[TASK REQUIREMENTS] Output every line of the records as a JSON list of strings, one string per line, leaving out blank lines.
----------------
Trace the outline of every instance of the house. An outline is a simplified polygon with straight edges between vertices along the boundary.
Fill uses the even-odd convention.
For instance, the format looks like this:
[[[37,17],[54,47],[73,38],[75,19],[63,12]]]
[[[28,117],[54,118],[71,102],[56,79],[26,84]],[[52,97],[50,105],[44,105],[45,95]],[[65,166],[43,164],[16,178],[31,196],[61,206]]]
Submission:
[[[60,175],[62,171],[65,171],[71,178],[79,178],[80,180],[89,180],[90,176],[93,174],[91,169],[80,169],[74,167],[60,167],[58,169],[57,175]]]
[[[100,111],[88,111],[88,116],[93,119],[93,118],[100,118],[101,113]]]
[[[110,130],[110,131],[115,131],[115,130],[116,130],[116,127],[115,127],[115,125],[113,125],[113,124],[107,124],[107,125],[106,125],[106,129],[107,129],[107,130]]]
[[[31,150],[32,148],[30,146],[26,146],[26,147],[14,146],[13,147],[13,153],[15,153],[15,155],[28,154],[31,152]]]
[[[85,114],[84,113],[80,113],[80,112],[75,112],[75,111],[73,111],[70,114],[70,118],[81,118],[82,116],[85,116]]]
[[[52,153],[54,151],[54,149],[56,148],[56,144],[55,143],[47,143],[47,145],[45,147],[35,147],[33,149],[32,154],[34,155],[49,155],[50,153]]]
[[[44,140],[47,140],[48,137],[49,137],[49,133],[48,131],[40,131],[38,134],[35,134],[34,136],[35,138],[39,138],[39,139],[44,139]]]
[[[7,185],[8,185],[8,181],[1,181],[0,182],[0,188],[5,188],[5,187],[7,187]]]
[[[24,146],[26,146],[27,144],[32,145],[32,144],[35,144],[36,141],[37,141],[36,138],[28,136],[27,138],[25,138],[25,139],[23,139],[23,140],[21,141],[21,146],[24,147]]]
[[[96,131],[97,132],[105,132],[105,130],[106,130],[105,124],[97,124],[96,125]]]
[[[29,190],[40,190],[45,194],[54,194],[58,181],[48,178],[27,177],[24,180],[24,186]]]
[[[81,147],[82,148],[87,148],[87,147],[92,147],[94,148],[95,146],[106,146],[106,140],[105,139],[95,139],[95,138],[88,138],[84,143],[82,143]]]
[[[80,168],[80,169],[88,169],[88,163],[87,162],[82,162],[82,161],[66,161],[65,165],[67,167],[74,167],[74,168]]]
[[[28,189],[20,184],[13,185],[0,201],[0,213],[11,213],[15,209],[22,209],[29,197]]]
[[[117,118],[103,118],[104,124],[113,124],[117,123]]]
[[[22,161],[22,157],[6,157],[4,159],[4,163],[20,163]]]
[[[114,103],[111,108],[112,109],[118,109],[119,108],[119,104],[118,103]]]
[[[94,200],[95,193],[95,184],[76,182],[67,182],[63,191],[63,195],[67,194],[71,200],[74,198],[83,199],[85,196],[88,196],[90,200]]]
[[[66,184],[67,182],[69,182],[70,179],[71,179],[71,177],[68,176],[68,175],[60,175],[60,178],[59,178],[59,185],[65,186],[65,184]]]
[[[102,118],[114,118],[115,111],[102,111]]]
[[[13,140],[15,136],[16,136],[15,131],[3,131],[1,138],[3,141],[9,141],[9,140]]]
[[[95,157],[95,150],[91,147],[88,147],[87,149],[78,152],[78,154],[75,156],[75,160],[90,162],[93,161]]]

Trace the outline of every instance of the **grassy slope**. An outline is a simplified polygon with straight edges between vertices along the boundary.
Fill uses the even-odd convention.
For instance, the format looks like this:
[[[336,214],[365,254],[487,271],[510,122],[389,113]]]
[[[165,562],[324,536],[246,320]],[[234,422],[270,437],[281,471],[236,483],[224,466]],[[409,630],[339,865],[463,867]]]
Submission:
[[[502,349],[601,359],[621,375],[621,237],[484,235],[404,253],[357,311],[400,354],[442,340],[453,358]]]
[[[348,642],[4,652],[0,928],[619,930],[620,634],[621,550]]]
----------------
[FULL ANSWER]
[
  "Trace the outline of every instance of the house. An outline is a simplified polygon with straight edges between vertices along the boundary.",
  "Fill uses the even-odd convention.",
  "For instance, the format looks like this:",
  "[[[37,17],[54,47],[73,38],[75,19],[63,12]]]",
  "[[[28,117],[54,118],[71,102],[56,79],[26,84]],[[52,97],[50,105],[44,105],[45,95]],[[65,166],[43,164],[16,178],[31,196],[61,206]]]",
  "Submission:",
  "[[[60,175],[62,171],[65,171],[71,178],[79,178],[80,180],[89,180],[90,176],[93,174],[91,169],[80,169],[74,167],[60,167],[58,169],[57,175]]]",
  "[[[100,111],[88,111],[88,116],[93,119],[93,118],[100,118],[101,113]]]",
  "[[[110,130],[110,131],[115,131],[115,130],[116,130],[116,127],[115,127],[115,125],[113,125],[113,124],[107,124],[107,125],[106,125],[106,129],[107,129],[107,130]]]",
  "[[[31,150],[32,148],[30,146],[26,146],[26,147],[14,146],[13,147],[13,153],[15,153],[15,155],[28,154],[31,152]]]",
  "[[[85,114],[84,113],[80,113],[80,112],[75,112],[75,111],[73,111],[70,114],[70,118],[81,118],[82,116],[85,116]]]",
  "[[[52,153],[54,151],[54,149],[56,148],[56,144],[55,143],[47,143],[47,145],[45,147],[35,147],[33,149],[32,154],[34,155],[49,155],[50,153]]]",
  "[[[44,140],[47,140],[48,137],[49,137],[49,133],[48,131],[40,131],[38,134],[35,134],[34,136],[35,138],[39,138],[39,139],[44,139]]]",
  "[[[7,185],[8,185],[8,181],[1,181],[0,182],[0,188],[5,188],[5,187],[7,187]]]",
  "[[[24,146],[26,146],[27,144],[32,145],[32,144],[35,144],[36,141],[37,141],[36,138],[28,136],[27,138],[25,138],[25,139],[23,139],[23,140],[21,141],[21,146],[24,147]]]",
  "[[[96,131],[97,132],[105,132],[105,130],[106,130],[105,124],[97,124],[96,125]]]",
  "[[[29,190],[40,190],[45,194],[54,194],[58,181],[48,178],[27,177],[24,180],[24,186]]]",
  "[[[81,147],[82,148],[87,148],[87,147],[92,147],[94,148],[95,146],[106,146],[106,140],[105,139],[95,139],[95,138],[88,138],[84,143],[82,143]]]",
  "[[[80,168],[80,169],[88,169],[88,163],[87,162],[82,162],[82,161],[66,161],[65,165],[67,167],[74,167],[74,168]]]",
  "[[[28,189],[20,184],[13,185],[0,201],[0,213],[11,213],[15,209],[22,209],[29,197]]]",
  "[[[117,118],[103,118],[104,124],[113,124],[117,123]]]",
  "[[[22,161],[22,157],[6,157],[4,159],[4,163],[20,163]]]",
  "[[[114,103],[111,108],[112,109],[118,109],[119,108],[119,104],[118,103]]]",
  "[[[94,200],[95,193],[95,184],[76,182],[67,182],[63,191],[63,195],[67,194],[71,200],[74,198],[83,199],[85,196],[88,196],[90,200]]]",
  "[[[66,184],[67,182],[69,182],[70,179],[71,179],[71,177],[68,176],[68,175],[60,175],[60,178],[59,178],[59,185],[65,186],[65,184]]]",
  "[[[102,118],[114,118],[115,111],[102,111]]]",
  "[[[13,140],[15,136],[16,136],[15,131],[3,131],[1,138],[3,141],[9,141],[9,140]]]",
  "[[[95,157],[95,150],[91,147],[88,147],[87,149],[78,152],[78,154],[75,156],[75,160],[90,162],[93,161]]]",
  "Trace the outline of every instance of the **grassy slope**. An outline is a simplified polygon with straight edges between vertices along the boundary.",
  "Fill uses the even-odd convention.",
  "For instance, the format looks like this:",
  "[[[336,214],[365,254],[487,271],[510,122],[389,113]]]",
  "[[[165,562],[324,536],[246,320]],[[234,422],[270,437],[281,471],[236,483],[224,466]],[[409,630],[339,865],[463,867]]]",
  "Submission:",
  "[[[502,349],[601,359],[621,375],[621,237],[484,235],[404,253],[357,311],[400,354],[442,340],[453,358]]]",
  "[[[348,642],[4,652],[0,928],[619,930],[620,634],[621,550]]]"
]